Any picture among the records should be left out, please; retype the rest exactly.
=== Begin Enclosure ===
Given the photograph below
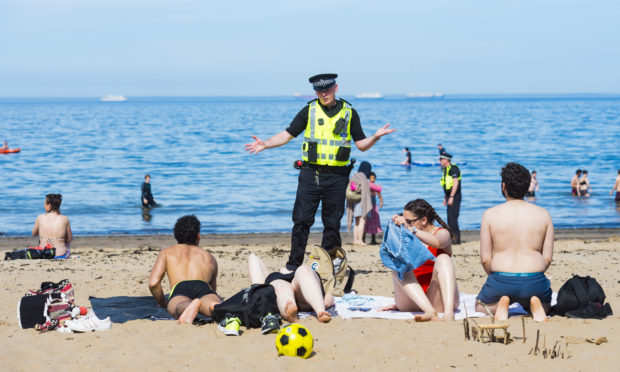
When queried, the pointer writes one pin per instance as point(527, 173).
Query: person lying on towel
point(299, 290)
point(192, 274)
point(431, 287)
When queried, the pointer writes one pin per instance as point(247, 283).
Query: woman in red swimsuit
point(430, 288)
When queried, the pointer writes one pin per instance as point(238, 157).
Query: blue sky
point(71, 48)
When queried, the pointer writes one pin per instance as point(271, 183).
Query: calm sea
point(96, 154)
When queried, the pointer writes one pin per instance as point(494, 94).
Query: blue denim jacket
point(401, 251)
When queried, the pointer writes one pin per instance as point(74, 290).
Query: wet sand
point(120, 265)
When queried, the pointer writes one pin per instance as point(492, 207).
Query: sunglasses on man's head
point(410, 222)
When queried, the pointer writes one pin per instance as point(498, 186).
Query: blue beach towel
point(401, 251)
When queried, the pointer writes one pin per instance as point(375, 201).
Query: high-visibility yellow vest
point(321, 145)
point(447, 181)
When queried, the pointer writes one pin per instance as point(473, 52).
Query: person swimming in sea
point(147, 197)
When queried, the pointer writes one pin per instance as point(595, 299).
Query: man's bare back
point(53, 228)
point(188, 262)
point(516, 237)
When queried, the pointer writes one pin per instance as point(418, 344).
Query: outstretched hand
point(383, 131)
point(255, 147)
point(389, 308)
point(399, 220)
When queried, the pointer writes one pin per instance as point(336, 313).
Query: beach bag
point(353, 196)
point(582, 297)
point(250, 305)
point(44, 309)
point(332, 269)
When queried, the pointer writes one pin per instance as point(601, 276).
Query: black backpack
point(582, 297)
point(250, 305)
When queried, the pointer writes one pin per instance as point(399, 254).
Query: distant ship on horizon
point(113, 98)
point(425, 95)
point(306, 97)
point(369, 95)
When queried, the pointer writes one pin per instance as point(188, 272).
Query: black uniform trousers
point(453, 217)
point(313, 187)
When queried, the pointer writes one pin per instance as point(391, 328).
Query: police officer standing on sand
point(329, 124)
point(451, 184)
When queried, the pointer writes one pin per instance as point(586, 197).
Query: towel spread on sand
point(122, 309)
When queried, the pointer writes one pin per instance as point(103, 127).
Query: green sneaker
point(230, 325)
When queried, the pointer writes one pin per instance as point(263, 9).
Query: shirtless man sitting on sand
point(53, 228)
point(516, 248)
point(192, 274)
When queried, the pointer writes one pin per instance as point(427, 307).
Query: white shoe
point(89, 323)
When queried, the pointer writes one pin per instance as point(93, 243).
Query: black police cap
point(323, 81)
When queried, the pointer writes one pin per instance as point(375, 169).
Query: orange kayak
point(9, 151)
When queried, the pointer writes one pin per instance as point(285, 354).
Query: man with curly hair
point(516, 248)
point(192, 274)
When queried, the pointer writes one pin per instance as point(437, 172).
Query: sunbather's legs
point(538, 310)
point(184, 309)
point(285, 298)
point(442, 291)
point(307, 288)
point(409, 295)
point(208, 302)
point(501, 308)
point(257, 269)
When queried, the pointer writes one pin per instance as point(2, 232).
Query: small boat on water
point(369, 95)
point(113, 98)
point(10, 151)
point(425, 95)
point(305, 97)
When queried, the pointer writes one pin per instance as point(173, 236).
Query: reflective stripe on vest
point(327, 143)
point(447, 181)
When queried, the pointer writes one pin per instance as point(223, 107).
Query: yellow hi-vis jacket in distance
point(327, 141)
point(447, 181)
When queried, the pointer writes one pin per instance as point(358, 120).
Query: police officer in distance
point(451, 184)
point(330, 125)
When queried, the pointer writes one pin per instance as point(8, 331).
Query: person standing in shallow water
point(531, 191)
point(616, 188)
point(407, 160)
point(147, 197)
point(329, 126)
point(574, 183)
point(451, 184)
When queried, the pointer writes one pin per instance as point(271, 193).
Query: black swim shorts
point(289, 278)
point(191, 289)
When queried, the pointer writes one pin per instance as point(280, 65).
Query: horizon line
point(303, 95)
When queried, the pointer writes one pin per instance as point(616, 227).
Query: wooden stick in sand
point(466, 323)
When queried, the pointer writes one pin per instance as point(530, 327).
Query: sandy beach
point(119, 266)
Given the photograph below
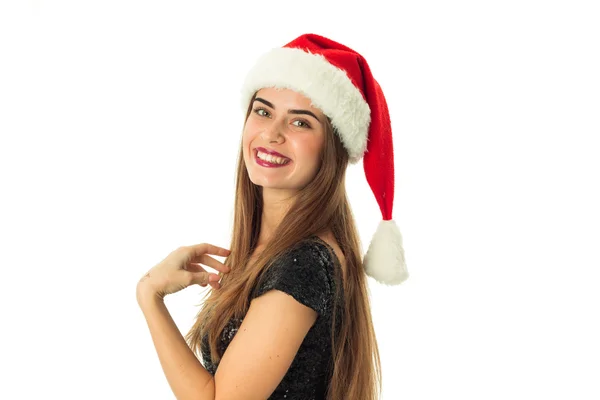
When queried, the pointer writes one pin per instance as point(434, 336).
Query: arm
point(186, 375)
=== End Enclosure ===
▶ _Solution to the problem_:
Given the photograph below
When queried, the pointer writes one pin per instance as point(527, 173).
Query: person lying on towel
point(299, 290)
point(192, 274)
point(431, 287)
When queried, the pointer writes one pin per instance as point(247, 283).
Query: woman in red swimsuit
point(430, 288)
When queried, the pointer writes one pin per instance as point(238, 157).
Query: blue sky
point(71, 48)
When queried, the pointer writes one pin per instance as point(271, 183).
Query: calm sea
point(96, 154)
When queried, the pointer writes one pin per instance as point(494, 94).
Query: blue denim jacket
point(401, 251)
When queried, the pointer writes one pin per instance as point(74, 290).
Query: wet sand
point(120, 265)
When queried, the pointer writes one pin per instance as point(492, 207).
Query: sunglasses on man's head
point(410, 222)
When queried, the pointer writes one pin per instance as point(498, 186).
Query: blue beach towel
point(401, 251)
When queried, the pointer writes one pin per instance as point(375, 201).
Query: high-visibility yellow vest
point(321, 145)
point(447, 181)
When queried, the pointer writes one pin per instance as point(473, 52).
Query: person swimming in sea
point(147, 197)
When queried, the pointer writes one pin per instance as point(595, 299).
Query: man's bare back
point(53, 228)
point(188, 262)
point(516, 237)
When queried, the pointer writes one pin per instance as point(418, 344).
Query: outstretched hand
point(383, 131)
point(255, 147)
point(389, 308)
point(399, 220)
When queried, the pointer writes one pin per instance as point(336, 313).
Query: beach bag
point(353, 196)
point(582, 297)
point(250, 305)
point(44, 309)
point(332, 269)
When queried, the pointer writes one pin per instance as point(601, 276).
Query: black backpack
point(582, 297)
point(250, 305)
When queried, the pointer writes one pin per instance as point(399, 254).
Query: distant ship on horizon
point(113, 98)
point(425, 95)
point(306, 97)
point(369, 95)
When queried, the pointer writes one pin per instance as point(188, 272).
Query: black uniform trousers
point(453, 217)
point(313, 187)
When queried, the pointer writes one pin per instance as point(391, 328).
Query: police officer standing on sand
point(329, 124)
point(451, 184)
When queried, the pointer writes one pin per instance as point(586, 197).
Query: towel spread on sand
point(122, 309)
When queried, the pointer writes one pin per instance as point(103, 127).
Query: green sneaker
point(230, 325)
When queried, the pointer writes one pin per instance as point(263, 9).
Query: shirtless man sitting on sand
point(53, 228)
point(516, 248)
point(192, 274)
When queried, the pointer writes one pin per instance as point(427, 307).
Query: white shoe
point(89, 323)
When queried, the pointer writes one pin per instance as point(93, 243).
Query: black police cap
point(323, 81)
When queried, the pointer writes one pin per instance as point(375, 169).
Query: orange kayak
point(9, 151)
When queried, the pointer writes one pin per instance as point(285, 354).
Query: man with curly hair
point(516, 248)
point(192, 274)
When queried, the pointer writes one pin per instance as point(437, 172).
Query: sunbather's legs
point(538, 310)
point(184, 309)
point(285, 298)
point(442, 291)
point(307, 288)
point(409, 295)
point(208, 302)
point(501, 308)
point(257, 269)
When queried, the pointer writes one pin per instance as point(2, 232).
Query: small boat on water
point(369, 95)
point(113, 98)
point(10, 151)
point(425, 95)
point(305, 97)
When queried, the pointer writes one pin per instance as point(173, 236).
Query: reflective stripe on vest
point(327, 143)
point(447, 181)
When queried, the pointer writes one pin per instance as point(223, 107).
Query: yellow hi-vis jacket in distance
point(327, 141)
point(447, 181)
When queried, the pointer writes one pin per instance as point(358, 120).
Query: police officer in distance
point(451, 184)
point(330, 125)
When queried, the pointer writes one pin per instance as point(8, 331).
Query: person standing in shallow water
point(531, 191)
point(616, 188)
point(407, 160)
point(147, 197)
point(329, 126)
point(574, 183)
point(451, 184)
When queried, the pointer writes one pin per instance as point(271, 193).
Query: black swim shorts
point(289, 278)
point(191, 289)
When queried, the pointer writes one pin per instance as point(280, 65).
Query: horizon line
point(303, 95)
When queried, the pointer writes one pin per instance as point(616, 227).
Query: wooden stick in sand
point(466, 323)
When queried, the pointer writes one pin per instance as point(530, 327).
Query: sandy beach
point(119, 266)
Given the photograph below
When queried, the pointer writes one pin per instance as point(434, 336).
Query: arm
point(186, 375)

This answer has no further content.